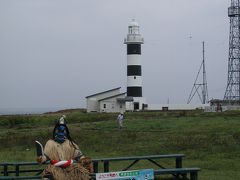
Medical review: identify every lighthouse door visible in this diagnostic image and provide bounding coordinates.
[134,103,139,110]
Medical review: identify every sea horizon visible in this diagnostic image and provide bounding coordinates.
[0,107,79,115]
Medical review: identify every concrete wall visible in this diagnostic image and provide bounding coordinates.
[100,95,126,112]
[147,104,209,110]
[87,89,120,112]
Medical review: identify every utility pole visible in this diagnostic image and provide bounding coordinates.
[223,0,240,105]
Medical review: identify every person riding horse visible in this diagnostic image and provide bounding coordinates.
[37,115,93,180]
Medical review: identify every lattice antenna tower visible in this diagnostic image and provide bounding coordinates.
[224,0,240,104]
[187,42,208,104]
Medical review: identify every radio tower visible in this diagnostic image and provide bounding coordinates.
[224,0,240,104]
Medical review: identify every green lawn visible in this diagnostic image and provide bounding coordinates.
[0,110,240,180]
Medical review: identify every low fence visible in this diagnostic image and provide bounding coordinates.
[0,154,200,180]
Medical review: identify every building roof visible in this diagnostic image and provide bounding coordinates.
[98,92,126,101]
[86,87,121,98]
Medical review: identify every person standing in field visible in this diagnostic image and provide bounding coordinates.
[117,113,123,129]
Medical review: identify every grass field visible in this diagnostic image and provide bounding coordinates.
[0,110,240,180]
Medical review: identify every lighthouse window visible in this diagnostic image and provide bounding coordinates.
[127,65,142,76]
[127,44,141,54]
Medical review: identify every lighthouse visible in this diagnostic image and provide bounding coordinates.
[124,19,146,110]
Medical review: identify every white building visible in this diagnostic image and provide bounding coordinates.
[86,87,126,112]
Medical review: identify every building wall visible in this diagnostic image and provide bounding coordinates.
[87,89,120,112]
[100,95,126,112]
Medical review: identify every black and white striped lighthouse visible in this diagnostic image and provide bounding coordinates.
[124,19,145,109]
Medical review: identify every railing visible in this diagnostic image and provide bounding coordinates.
[0,154,200,179]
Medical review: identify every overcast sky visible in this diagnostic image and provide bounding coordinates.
[0,0,230,111]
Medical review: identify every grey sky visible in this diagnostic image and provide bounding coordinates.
[0,0,230,108]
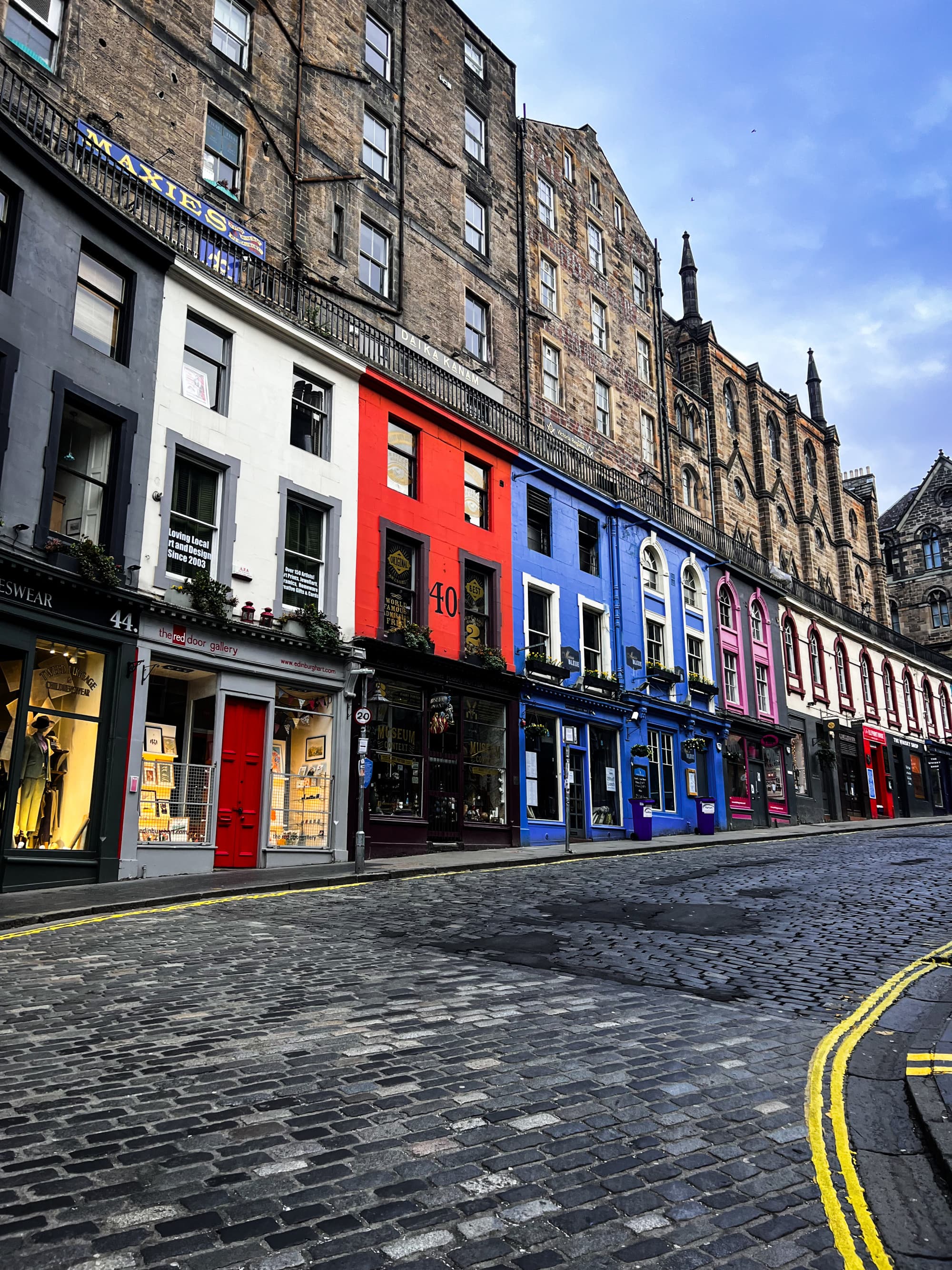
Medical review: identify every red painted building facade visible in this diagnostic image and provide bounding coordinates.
[352,372,519,857]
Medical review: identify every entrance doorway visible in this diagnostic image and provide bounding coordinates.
[748,760,771,830]
[215,697,268,869]
[569,750,585,838]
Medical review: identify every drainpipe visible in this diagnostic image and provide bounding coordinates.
[653,239,673,500]
[516,103,531,431]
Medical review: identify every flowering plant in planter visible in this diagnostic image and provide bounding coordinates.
[173,569,238,619]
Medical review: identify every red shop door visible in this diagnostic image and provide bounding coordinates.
[215,697,267,869]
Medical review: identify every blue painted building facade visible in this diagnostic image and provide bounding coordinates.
[512,457,726,845]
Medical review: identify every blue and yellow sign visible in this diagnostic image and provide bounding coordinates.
[76,120,268,260]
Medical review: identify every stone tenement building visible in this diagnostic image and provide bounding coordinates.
[664,234,886,621]
[0,0,522,406]
[524,120,664,488]
[880,450,952,653]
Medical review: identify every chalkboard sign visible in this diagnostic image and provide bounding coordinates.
[631,767,651,799]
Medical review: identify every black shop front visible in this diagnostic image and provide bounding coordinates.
[0,552,139,890]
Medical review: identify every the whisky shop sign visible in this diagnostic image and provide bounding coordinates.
[76,120,268,260]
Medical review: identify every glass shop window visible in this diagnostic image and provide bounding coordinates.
[50,399,113,546]
[463,697,505,824]
[139,662,217,843]
[368,680,424,818]
[589,724,621,824]
[764,746,787,803]
[524,710,562,820]
[0,639,105,851]
[268,685,334,847]
[724,731,750,803]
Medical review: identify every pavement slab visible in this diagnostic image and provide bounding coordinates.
[0,826,952,1270]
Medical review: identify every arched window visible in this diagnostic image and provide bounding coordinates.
[682,566,701,608]
[724,383,737,432]
[717,585,734,631]
[929,590,948,630]
[939,683,952,737]
[923,528,942,569]
[750,600,764,644]
[680,467,698,510]
[767,414,781,462]
[807,630,826,696]
[882,662,899,723]
[923,676,935,737]
[859,653,876,715]
[834,639,853,708]
[902,667,919,731]
[641,547,660,590]
[803,440,816,489]
[783,617,800,680]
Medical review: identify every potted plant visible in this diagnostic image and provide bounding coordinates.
[466,645,509,670]
[688,674,717,697]
[171,569,238,621]
[645,662,684,683]
[280,603,344,654]
[526,653,573,683]
[581,670,621,697]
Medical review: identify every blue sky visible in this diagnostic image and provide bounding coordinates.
[462,0,952,510]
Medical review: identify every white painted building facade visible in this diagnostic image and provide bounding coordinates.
[120,261,364,876]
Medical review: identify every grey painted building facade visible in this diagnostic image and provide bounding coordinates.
[0,124,171,889]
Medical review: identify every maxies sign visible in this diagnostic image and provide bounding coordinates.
[76,120,268,260]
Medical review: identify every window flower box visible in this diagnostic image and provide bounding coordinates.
[526,657,573,683]
[645,662,684,683]
[581,670,621,699]
[688,674,718,697]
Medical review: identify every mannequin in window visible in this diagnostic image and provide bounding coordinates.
[13,715,56,847]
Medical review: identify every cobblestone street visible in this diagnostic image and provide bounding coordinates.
[0,827,952,1270]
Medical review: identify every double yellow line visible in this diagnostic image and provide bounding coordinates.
[805,942,952,1270]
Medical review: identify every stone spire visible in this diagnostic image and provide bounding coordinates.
[806,348,826,423]
[679,230,701,326]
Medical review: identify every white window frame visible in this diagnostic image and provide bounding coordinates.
[538,253,558,314]
[360,107,390,180]
[463,105,486,168]
[592,296,608,353]
[522,573,562,662]
[595,375,615,438]
[586,221,605,273]
[579,594,612,674]
[463,190,487,255]
[463,36,486,79]
[536,173,556,230]
[542,339,562,405]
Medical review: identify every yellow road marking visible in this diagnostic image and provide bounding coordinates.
[805,942,952,1270]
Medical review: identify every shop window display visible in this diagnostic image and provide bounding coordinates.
[369,681,423,817]
[589,724,622,824]
[0,639,105,851]
[463,697,505,824]
[524,710,561,820]
[139,662,216,845]
[268,686,334,849]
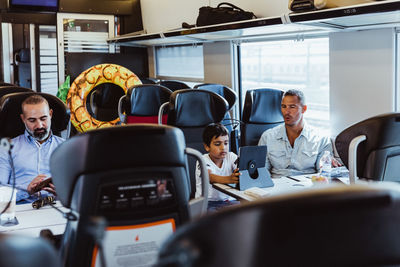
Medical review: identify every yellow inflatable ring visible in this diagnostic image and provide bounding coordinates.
[67,64,142,133]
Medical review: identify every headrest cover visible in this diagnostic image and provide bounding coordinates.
[168,89,228,127]
[0,92,69,138]
[127,84,172,116]
[160,80,190,91]
[194,83,237,110]
[243,89,283,123]
[0,85,33,98]
[335,113,400,177]
[50,124,186,207]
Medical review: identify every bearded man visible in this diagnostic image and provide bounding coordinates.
[0,94,64,202]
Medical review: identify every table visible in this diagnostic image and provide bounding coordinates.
[0,201,69,237]
[212,174,348,201]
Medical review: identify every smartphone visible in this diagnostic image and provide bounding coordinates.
[32,177,53,193]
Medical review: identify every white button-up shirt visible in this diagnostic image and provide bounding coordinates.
[258,123,332,177]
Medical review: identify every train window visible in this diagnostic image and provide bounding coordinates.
[155,45,204,81]
[240,37,330,135]
[39,25,58,95]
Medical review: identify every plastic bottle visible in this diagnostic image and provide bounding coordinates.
[319,150,332,182]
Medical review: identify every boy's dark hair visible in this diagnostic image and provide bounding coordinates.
[203,123,229,146]
[282,89,306,106]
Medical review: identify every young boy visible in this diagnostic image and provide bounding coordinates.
[196,123,240,210]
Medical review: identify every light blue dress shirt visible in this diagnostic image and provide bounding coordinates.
[258,123,332,177]
[0,130,64,201]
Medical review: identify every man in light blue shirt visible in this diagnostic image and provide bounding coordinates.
[258,90,332,177]
[0,95,64,202]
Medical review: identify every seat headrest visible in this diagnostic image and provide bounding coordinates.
[160,80,190,91]
[242,88,283,123]
[194,83,237,110]
[126,84,172,116]
[335,113,400,175]
[0,92,69,138]
[140,77,160,84]
[0,85,33,98]
[50,124,186,207]
[168,89,228,127]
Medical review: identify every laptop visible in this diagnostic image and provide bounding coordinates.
[237,146,274,191]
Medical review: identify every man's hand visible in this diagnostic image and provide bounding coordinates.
[228,169,240,184]
[27,177,56,195]
[332,157,342,168]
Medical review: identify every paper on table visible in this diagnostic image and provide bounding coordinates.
[244,187,270,198]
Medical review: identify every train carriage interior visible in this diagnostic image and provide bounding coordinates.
[0,0,400,267]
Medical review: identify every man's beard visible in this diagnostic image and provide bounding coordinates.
[25,125,50,142]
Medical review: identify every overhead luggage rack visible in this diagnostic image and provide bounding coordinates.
[108,0,400,46]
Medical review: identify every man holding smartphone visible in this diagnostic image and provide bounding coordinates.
[0,94,64,202]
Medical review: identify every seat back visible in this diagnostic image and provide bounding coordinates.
[50,124,200,266]
[240,88,283,146]
[140,77,159,84]
[335,113,400,182]
[167,89,228,197]
[118,84,172,124]
[157,183,400,267]
[0,85,33,98]
[194,83,237,110]
[160,80,190,92]
[0,92,69,138]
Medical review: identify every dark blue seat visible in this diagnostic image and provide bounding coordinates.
[160,80,190,92]
[50,124,208,267]
[335,113,400,182]
[0,85,33,98]
[167,89,229,197]
[240,88,283,146]
[140,77,160,84]
[118,84,172,124]
[194,83,237,132]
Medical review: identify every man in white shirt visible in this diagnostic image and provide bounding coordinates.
[258,90,336,177]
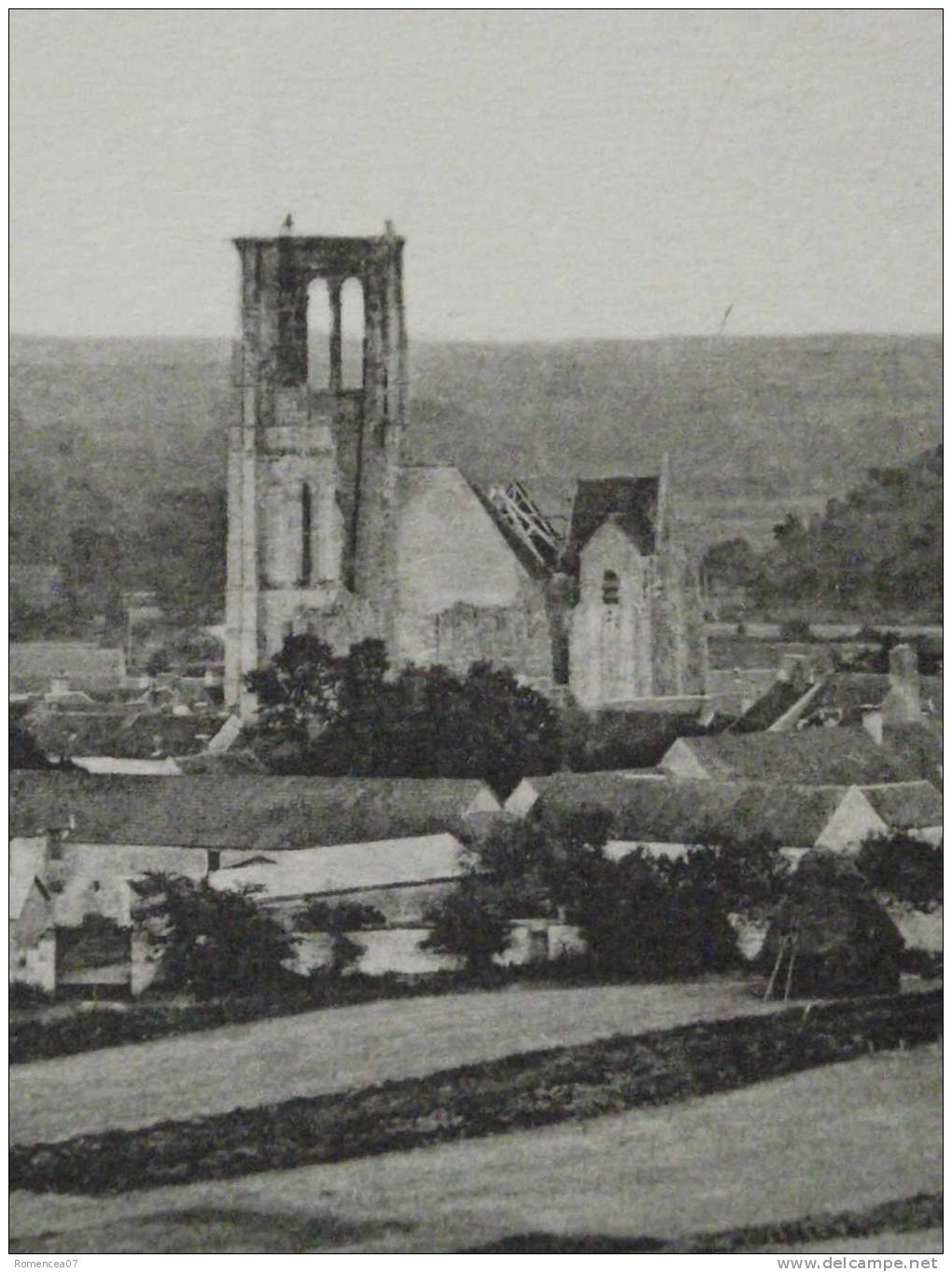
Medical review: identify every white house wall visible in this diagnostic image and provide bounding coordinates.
[815,786,887,852]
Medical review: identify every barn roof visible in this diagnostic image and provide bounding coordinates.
[10,772,499,851]
[861,782,942,831]
[536,774,849,847]
[507,768,663,806]
[731,679,812,733]
[661,729,921,786]
[569,477,659,556]
[883,719,943,782]
[10,838,46,918]
[10,640,125,692]
[215,833,465,901]
[31,711,217,760]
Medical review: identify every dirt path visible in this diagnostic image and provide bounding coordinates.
[10,1047,942,1253]
[10,982,774,1142]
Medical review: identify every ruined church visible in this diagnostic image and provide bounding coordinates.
[225,224,705,718]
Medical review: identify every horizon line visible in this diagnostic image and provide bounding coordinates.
[7,327,943,344]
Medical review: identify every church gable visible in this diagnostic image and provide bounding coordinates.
[396,466,528,614]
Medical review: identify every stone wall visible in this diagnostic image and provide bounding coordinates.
[569,522,655,707]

########################################

[Direction] Could you copy the data word for word, from the line with "Medical review: identify every smartphone" to the line with "[0,95,64,202]", including both of those lines?

[Problem solution]
Medical review: identify every smartphone visible in this diagnostic image and provide bounding coordinates.
[32,177,53,193]
Medical review: identify every white button-up shirt visible in this diagnostic image and provide bounding coordinates.
[258,123,332,177]
Medical review: identify every train window visible in this diagnostic image and provide bounding coordinates.
[155,45,204,81]
[240,37,330,135]
[39,25,58,95]
Medical review: identify every plastic bottle visible in this diagnostic image and provide bounding coordinates.
[319,150,332,182]
Medical review: identify every boy's dark hair visible in this diagnostic image and provide bounding coordinates.
[203,123,229,146]
[282,89,306,106]
Medical review: identify every young boy visible in this diagnostic image and provide bounding coordinates.
[196,123,240,210]
Medical review: identify every light blue dress shirt visible in this diagnostic image and provide bounding coordinates.
[258,123,332,177]
[0,130,64,201]
Medical review: identify every man in light blue shirt visible in this diagnostic image and provide bounding coordinates.
[258,90,332,177]
[0,95,64,202]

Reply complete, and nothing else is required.